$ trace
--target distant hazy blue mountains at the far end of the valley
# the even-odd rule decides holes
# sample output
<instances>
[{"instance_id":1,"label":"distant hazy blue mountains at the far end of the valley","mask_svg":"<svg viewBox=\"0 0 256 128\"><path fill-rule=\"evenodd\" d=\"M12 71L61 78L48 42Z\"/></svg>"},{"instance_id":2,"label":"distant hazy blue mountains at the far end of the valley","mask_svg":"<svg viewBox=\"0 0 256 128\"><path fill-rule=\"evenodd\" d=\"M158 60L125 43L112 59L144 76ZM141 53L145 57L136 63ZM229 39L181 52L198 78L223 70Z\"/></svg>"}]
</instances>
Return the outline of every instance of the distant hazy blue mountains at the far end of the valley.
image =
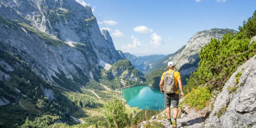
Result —
<instances>
[{"instance_id":1,"label":"distant hazy blue mountains at the far end of the valley","mask_svg":"<svg viewBox=\"0 0 256 128\"><path fill-rule=\"evenodd\" d=\"M131 61L132 65L136 69L142 72L147 71L149 68L149 63L158 61L159 59L165 57L165 55L135 56L130 53L124 53L124 56Z\"/></svg>"}]
</instances>

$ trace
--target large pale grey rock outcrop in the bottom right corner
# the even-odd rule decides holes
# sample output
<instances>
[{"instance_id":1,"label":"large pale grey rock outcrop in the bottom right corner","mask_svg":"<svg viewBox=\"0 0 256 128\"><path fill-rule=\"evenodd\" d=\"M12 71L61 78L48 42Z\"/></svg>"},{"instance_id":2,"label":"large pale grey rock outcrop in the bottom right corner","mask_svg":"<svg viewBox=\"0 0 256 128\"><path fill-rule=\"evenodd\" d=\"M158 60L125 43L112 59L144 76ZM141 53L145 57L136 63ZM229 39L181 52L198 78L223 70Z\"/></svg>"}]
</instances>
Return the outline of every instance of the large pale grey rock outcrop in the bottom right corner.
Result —
<instances>
[{"instance_id":1,"label":"large pale grey rock outcrop in the bottom right corner","mask_svg":"<svg viewBox=\"0 0 256 128\"><path fill-rule=\"evenodd\" d=\"M223 91L218 94L205 127L256 127L255 63L256 55L232 74Z\"/></svg>"}]
</instances>

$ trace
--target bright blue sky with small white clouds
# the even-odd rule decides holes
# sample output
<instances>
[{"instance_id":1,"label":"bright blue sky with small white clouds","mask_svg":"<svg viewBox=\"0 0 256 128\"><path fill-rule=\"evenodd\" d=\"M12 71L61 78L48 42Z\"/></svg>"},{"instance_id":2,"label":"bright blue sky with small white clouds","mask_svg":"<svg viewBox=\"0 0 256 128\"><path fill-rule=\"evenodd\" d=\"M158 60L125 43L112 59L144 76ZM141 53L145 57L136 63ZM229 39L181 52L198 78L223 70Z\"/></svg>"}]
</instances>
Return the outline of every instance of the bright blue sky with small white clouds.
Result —
<instances>
[{"instance_id":1,"label":"bright blue sky with small white clouds","mask_svg":"<svg viewBox=\"0 0 256 128\"><path fill-rule=\"evenodd\" d=\"M256 10L256 0L76 1L91 6L117 50L133 54L174 53L198 31L238 30Z\"/></svg>"}]
</instances>

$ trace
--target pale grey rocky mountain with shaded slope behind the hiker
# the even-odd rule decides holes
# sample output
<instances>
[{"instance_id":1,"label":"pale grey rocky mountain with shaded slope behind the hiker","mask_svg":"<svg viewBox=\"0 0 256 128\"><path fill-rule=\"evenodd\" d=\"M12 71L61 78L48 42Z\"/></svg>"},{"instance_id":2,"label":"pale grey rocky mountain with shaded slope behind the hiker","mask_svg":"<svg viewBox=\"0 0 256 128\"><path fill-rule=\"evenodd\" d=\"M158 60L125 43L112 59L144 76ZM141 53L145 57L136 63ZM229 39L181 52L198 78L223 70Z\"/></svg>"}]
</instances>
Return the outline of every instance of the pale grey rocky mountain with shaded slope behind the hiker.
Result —
<instances>
[{"instance_id":1,"label":"pale grey rocky mountain with shaded slope behind the hiker","mask_svg":"<svg viewBox=\"0 0 256 128\"><path fill-rule=\"evenodd\" d=\"M200 49L208 44L211 40L211 38L215 38L217 40L222 39L222 36L224 34L227 34L229 32L237 33L236 30L233 29L218 29L213 28L210 30L204 30L195 33L187 42L185 46L180 48L177 52L174 54L167 55L165 58L155 61L153 63L150 63L150 68L145 72L145 74L148 74L147 77L159 77L161 76L159 71L156 70L167 70L167 63L169 61L174 61L175 63L175 69L176 71L179 71L181 73L182 77L182 83L186 85L186 79L189 77L191 72L194 72L198 67L198 62L200 61L200 58L198 57L198 54L200 52ZM158 72L159 74L156 74L155 72ZM151 73L152 72L152 73ZM155 88L159 88L158 84L160 80L152 81L152 79L148 79L150 81L147 81L148 84L153 85Z\"/></svg>"}]
</instances>

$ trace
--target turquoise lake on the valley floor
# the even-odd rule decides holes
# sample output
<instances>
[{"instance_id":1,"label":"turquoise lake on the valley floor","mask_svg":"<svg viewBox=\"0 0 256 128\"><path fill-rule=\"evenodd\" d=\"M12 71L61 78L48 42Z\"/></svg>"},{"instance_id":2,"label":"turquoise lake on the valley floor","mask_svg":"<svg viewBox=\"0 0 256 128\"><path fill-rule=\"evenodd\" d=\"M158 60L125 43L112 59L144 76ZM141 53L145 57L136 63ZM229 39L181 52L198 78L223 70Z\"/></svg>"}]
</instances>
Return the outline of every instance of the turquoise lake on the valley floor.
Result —
<instances>
[{"instance_id":1,"label":"turquoise lake on the valley floor","mask_svg":"<svg viewBox=\"0 0 256 128\"><path fill-rule=\"evenodd\" d=\"M153 89L147 85L121 89L123 98L131 107L139 109L164 109L163 94L159 89Z\"/></svg>"}]
</instances>

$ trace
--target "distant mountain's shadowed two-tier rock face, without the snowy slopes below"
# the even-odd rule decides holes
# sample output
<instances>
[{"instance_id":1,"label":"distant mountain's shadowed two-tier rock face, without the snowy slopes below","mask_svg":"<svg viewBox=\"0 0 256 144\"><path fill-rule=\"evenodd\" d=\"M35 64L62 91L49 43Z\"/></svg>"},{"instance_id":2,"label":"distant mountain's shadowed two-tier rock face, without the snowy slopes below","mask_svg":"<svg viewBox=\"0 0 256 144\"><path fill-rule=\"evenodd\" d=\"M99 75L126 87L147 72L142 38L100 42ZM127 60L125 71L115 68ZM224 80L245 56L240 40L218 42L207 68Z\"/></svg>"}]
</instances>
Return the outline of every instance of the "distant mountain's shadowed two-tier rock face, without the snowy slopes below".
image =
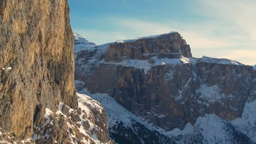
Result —
<instances>
[{"instance_id":1,"label":"distant mountain's shadowed two-tier rock face, without the snowy slopes below","mask_svg":"<svg viewBox=\"0 0 256 144\"><path fill-rule=\"evenodd\" d=\"M101 57L96 51L78 52L79 89L107 93L165 130L183 129L206 113L231 121L242 116L247 100L255 99L253 67L229 59L193 58L177 32L117 41Z\"/></svg>"}]
</instances>

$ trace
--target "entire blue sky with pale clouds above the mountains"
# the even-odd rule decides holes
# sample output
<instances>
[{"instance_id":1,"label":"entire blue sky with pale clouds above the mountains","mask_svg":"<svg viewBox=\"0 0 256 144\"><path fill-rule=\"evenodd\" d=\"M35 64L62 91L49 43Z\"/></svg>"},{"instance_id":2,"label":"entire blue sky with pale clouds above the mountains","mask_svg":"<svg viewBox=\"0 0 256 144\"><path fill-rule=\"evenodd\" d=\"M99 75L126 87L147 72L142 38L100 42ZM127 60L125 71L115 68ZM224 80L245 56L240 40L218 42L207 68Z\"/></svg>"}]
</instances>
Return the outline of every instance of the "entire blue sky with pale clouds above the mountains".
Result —
<instances>
[{"instance_id":1,"label":"entire blue sky with pale clouds above the mountains","mask_svg":"<svg viewBox=\"0 0 256 144\"><path fill-rule=\"evenodd\" d=\"M68 0L73 31L96 44L177 31L194 57L256 64L255 0Z\"/></svg>"}]
</instances>

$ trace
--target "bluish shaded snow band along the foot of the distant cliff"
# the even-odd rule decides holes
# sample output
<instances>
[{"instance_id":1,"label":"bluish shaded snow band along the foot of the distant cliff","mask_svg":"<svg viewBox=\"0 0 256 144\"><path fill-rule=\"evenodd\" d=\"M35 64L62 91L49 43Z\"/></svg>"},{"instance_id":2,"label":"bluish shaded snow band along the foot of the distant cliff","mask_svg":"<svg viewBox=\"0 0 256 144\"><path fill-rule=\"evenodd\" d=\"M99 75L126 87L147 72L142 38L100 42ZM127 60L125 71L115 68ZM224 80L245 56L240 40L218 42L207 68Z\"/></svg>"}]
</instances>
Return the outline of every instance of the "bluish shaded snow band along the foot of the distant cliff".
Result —
<instances>
[{"instance_id":1,"label":"bluish shaded snow band along the foot of the distant cliff","mask_svg":"<svg viewBox=\"0 0 256 144\"><path fill-rule=\"evenodd\" d=\"M171 139L182 136L182 139L175 139L177 143L184 143L184 141L189 140L188 137L198 135L202 135L202 143L232 143L233 139L235 139L232 127L235 127L236 130L241 131L250 137L253 142L256 142L256 100L247 103L242 118L236 118L234 121L227 122L214 114L206 114L203 117L197 118L194 126L187 123L183 130L176 128L172 131L165 131L153 124L147 123L146 119L137 117L126 110L113 98L109 97L108 94L91 94L87 89L83 89L79 93L86 94L103 105L107 112L109 128L114 127L117 122L123 122L124 127L136 131L136 128L133 128L132 124L137 122L144 125L150 131L158 131L158 133Z\"/></svg>"}]
</instances>

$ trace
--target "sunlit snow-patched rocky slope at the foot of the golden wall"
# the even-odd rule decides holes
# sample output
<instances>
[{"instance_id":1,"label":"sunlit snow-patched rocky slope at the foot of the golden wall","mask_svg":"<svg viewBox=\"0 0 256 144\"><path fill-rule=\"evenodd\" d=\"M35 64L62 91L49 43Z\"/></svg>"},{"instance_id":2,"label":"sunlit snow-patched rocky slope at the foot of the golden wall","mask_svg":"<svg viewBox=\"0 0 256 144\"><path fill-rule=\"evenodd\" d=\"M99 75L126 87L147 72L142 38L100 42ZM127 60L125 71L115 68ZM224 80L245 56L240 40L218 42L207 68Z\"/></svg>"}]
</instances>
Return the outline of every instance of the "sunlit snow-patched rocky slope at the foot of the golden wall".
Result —
<instances>
[{"instance_id":1,"label":"sunlit snow-patched rocky slope at the foot of the golden wall","mask_svg":"<svg viewBox=\"0 0 256 144\"><path fill-rule=\"evenodd\" d=\"M77 95L80 111L71 109L63 103L59 104L59 110L55 112L45 108L40 119L42 125L33 125L34 134L30 139L15 141L12 133L0 128L0 143L112 143L108 140L107 118L102 105L87 95ZM52 141L52 136L55 135L58 127L61 127L68 142ZM107 140L102 139L104 136ZM61 137L59 138L62 140Z\"/></svg>"}]
</instances>

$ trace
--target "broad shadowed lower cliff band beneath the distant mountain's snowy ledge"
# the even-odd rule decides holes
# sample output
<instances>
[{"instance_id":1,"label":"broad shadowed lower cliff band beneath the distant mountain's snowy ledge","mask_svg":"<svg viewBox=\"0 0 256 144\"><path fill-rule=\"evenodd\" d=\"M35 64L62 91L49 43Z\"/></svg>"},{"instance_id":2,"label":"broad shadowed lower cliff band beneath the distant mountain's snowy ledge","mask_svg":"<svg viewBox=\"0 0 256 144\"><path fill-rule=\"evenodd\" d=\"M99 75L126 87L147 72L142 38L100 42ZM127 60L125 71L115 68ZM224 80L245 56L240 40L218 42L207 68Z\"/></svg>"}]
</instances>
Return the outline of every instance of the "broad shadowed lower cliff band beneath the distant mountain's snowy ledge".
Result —
<instances>
[{"instance_id":1,"label":"broad shadowed lower cliff band beneath the distant mountain's snowy ledge","mask_svg":"<svg viewBox=\"0 0 256 144\"><path fill-rule=\"evenodd\" d=\"M101 64L88 89L108 93L137 116L172 130L194 124L206 113L227 121L241 117L252 77L252 67L238 65L158 65L145 74L140 69Z\"/></svg>"}]
</instances>

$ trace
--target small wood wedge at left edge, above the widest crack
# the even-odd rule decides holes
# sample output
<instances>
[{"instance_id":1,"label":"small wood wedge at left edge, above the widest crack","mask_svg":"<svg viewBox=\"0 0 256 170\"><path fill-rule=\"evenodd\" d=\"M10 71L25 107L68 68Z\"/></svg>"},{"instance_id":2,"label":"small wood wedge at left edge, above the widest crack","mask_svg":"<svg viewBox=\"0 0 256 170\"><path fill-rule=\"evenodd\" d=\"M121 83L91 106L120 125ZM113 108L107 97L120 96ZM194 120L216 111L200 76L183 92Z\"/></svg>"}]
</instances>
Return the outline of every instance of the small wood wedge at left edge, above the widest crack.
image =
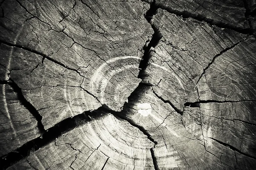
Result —
<instances>
[{"instance_id":1,"label":"small wood wedge at left edge, above the widest crack","mask_svg":"<svg viewBox=\"0 0 256 170\"><path fill-rule=\"evenodd\" d=\"M0 85L0 156L40 136L37 120L18 99L12 87Z\"/></svg>"}]
</instances>

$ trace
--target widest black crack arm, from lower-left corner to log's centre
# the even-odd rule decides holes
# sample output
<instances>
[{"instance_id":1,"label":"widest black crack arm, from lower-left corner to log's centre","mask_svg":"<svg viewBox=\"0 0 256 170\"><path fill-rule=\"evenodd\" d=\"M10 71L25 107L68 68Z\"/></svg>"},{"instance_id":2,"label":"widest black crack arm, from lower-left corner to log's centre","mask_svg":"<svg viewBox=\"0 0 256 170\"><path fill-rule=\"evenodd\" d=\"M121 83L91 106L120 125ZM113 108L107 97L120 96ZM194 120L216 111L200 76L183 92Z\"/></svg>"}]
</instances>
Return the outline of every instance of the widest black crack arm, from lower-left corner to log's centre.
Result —
<instances>
[{"instance_id":1,"label":"widest black crack arm, from lower-left corner to log's centre","mask_svg":"<svg viewBox=\"0 0 256 170\"><path fill-rule=\"evenodd\" d=\"M0 170L4 170L12 164L29 156L32 152L35 152L39 148L54 141L61 136L61 134L74 129L75 127L84 125L84 123L90 122L92 119L99 119L106 116L105 112L102 112L102 110L104 110L104 108L100 107L95 111L86 111L73 118L67 118L57 123L55 126L49 128L42 136L33 139L16 150L2 156L0 158Z\"/></svg>"}]
</instances>

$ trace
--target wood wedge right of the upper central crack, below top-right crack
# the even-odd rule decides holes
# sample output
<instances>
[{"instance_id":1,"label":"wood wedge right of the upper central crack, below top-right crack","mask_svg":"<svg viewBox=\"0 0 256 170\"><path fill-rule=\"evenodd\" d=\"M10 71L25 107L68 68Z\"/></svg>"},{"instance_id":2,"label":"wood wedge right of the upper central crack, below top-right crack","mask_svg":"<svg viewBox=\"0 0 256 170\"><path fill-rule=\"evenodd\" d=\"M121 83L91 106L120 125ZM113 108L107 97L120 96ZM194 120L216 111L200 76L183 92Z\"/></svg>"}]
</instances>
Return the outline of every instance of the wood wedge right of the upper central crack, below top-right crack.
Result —
<instances>
[{"instance_id":1,"label":"wood wedge right of the upper central crack, below top-right crack","mask_svg":"<svg viewBox=\"0 0 256 170\"><path fill-rule=\"evenodd\" d=\"M230 29L211 27L191 18L183 20L162 9L157 10L151 23L163 37L151 51L146 69L149 77L144 81L154 85L155 93L172 102L180 112L185 102L198 101L197 87L202 85L197 82L208 65L220 54L247 40L246 35ZM247 46L244 48L246 52ZM248 51L253 53L252 48Z\"/></svg>"}]
</instances>

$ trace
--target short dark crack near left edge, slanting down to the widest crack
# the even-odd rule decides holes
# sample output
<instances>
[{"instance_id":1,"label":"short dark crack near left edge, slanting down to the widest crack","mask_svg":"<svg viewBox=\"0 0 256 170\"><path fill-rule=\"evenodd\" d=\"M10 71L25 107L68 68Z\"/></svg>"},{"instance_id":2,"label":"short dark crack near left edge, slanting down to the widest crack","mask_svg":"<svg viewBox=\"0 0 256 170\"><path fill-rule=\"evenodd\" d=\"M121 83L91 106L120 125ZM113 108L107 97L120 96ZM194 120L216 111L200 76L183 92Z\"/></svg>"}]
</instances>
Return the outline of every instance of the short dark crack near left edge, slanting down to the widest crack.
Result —
<instances>
[{"instance_id":1,"label":"short dark crack near left edge, slanting down to the widest crack","mask_svg":"<svg viewBox=\"0 0 256 170\"><path fill-rule=\"evenodd\" d=\"M45 133L44 125L42 124L42 116L38 113L38 111L35 109L35 107L27 101L27 99L23 96L21 88L12 80L9 79L10 81L8 84L12 87L13 91L17 94L18 99L20 103L35 117L37 120L37 125L39 132L41 134Z\"/></svg>"}]
</instances>

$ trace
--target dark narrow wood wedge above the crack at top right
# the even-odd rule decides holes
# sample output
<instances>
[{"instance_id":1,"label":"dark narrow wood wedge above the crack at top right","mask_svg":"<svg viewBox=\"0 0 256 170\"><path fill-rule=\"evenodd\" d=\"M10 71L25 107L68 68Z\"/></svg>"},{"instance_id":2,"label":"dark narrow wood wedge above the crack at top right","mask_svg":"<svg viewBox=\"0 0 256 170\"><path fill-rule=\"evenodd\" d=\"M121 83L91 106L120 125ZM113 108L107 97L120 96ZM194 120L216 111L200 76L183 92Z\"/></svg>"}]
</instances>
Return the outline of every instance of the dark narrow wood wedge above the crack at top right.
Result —
<instances>
[{"instance_id":1,"label":"dark narrow wood wedge above the crack at top right","mask_svg":"<svg viewBox=\"0 0 256 170\"><path fill-rule=\"evenodd\" d=\"M255 4L251 0L251 5ZM156 0L156 5L186 17L196 17L237 29L249 28L243 0Z\"/></svg>"}]
</instances>

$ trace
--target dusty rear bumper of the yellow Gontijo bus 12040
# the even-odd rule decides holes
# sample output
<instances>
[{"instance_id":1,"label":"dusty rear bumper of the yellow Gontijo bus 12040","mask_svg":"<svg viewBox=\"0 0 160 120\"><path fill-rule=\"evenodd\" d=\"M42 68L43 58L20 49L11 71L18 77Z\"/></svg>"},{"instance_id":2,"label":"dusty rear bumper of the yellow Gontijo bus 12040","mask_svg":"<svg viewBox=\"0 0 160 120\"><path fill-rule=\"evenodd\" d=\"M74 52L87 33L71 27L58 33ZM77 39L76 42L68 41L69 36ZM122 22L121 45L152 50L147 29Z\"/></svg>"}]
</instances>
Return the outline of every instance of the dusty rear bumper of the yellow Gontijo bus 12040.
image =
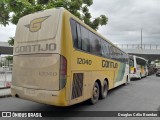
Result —
<instances>
[{"instance_id":1,"label":"dusty rear bumper of the yellow Gontijo bus 12040","mask_svg":"<svg viewBox=\"0 0 160 120\"><path fill-rule=\"evenodd\" d=\"M54 106L68 106L68 102L65 100L65 97L61 95L60 91L37 90L12 85L11 94L13 97L38 103Z\"/></svg>"}]
</instances>

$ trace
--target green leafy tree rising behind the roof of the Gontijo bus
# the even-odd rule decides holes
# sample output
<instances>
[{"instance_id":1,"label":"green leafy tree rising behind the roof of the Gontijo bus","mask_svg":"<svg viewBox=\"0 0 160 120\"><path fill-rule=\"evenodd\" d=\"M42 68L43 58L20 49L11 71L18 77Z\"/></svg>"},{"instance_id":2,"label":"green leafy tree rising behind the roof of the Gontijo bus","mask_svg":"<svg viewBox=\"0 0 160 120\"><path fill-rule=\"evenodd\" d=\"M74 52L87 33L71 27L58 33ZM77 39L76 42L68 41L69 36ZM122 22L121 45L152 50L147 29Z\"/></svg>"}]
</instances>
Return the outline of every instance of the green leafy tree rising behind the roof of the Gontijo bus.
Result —
<instances>
[{"instance_id":1,"label":"green leafy tree rising behind the roof of the Gontijo bus","mask_svg":"<svg viewBox=\"0 0 160 120\"><path fill-rule=\"evenodd\" d=\"M93 0L1 0L0 1L0 24L3 26L17 24L19 18L40 10L64 7L77 16L94 30L98 30L101 25L106 25L108 18L105 15L92 20L88 7L93 4ZM13 38L9 43L12 43Z\"/></svg>"}]
</instances>

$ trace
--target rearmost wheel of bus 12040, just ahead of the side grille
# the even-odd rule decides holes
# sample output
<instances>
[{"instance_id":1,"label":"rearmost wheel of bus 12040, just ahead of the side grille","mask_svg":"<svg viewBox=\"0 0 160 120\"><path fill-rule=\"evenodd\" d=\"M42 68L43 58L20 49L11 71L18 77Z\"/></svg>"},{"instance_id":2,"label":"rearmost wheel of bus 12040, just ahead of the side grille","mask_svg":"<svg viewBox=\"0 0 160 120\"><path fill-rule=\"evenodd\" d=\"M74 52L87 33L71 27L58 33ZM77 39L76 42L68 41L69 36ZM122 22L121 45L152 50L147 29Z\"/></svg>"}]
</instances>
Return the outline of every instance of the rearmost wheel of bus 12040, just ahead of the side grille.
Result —
<instances>
[{"instance_id":1,"label":"rearmost wheel of bus 12040, just ahead of the side grille","mask_svg":"<svg viewBox=\"0 0 160 120\"><path fill-rule=\"evenodd\" d=\"M99 99L99 94L100 94L99 85L97 82L95 82L92 89L92 97L91 99L89 99L89 103L92 105L96 104Z\"/></svg>"}]
</instances>

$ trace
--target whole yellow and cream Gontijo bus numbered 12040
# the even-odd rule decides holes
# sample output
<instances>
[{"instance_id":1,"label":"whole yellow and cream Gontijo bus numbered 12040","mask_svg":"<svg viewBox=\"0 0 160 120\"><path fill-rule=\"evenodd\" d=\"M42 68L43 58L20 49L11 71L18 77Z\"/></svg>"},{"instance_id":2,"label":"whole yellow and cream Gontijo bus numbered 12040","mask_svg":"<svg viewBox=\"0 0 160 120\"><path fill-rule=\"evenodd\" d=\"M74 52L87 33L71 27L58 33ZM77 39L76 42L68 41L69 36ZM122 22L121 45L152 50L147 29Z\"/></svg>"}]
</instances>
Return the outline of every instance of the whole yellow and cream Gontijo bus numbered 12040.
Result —
<instances>
[{"instance_id":1,"label":"whole yellow and cream Gontijo bus numbered 12040","mask_svg":"<svg viewBox=\"0 0 160 120\"><path fill-rule=\"evenodd\" d=\"M36 12L17 25L12 96L55 106L95 104L129 82L128 58L64 8Z\"/></svg>"}]
</instances>

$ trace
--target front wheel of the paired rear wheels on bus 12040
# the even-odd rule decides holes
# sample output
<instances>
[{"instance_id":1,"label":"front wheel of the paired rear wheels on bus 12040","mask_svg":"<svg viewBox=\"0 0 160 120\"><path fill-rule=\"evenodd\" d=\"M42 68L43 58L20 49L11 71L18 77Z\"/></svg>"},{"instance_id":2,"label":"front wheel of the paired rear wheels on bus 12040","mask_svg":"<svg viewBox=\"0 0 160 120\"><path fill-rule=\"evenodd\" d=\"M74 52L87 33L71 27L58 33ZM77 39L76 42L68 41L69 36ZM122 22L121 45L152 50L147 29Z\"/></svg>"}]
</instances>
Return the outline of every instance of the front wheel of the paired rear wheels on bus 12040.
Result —
<instances>
[{"instance_id":1,"label":"front wheel of the paired rear wheels on bus 12040","mask_svg":"<svg viewBox=\"0 0 160 120\"><path fill-rule=\"evenodd\" d=\"M108 82L106 80L104 80L101 94L100 94L100 98L105 99L107 97L107 95L108 95Z\"/></svg>"}]
</instances>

-*-*-

**What is expected**
Everything from the line containing "Return the outline of every instance of the front" down to the last line of the entries is to be returned exactly, both ends included, and nothing beyond it.

**Answer for the task**
Return the outline of every instance of the front wheel of the paired rear wheels on bus 12040.
Result —
<instances>
[{"instance_id":1,"label":"front wheel of the paired rear wheels on bus 12040","mask_svg":"<svg viewBox=\"0 0 160 120\"><path fill-rule=\"evenodd\" d=\"M108 82L106 80L104 80L101 94L100 94L100 98L105 99L107 97L107 95L108 95Z\"/></svg>"}]
</instances>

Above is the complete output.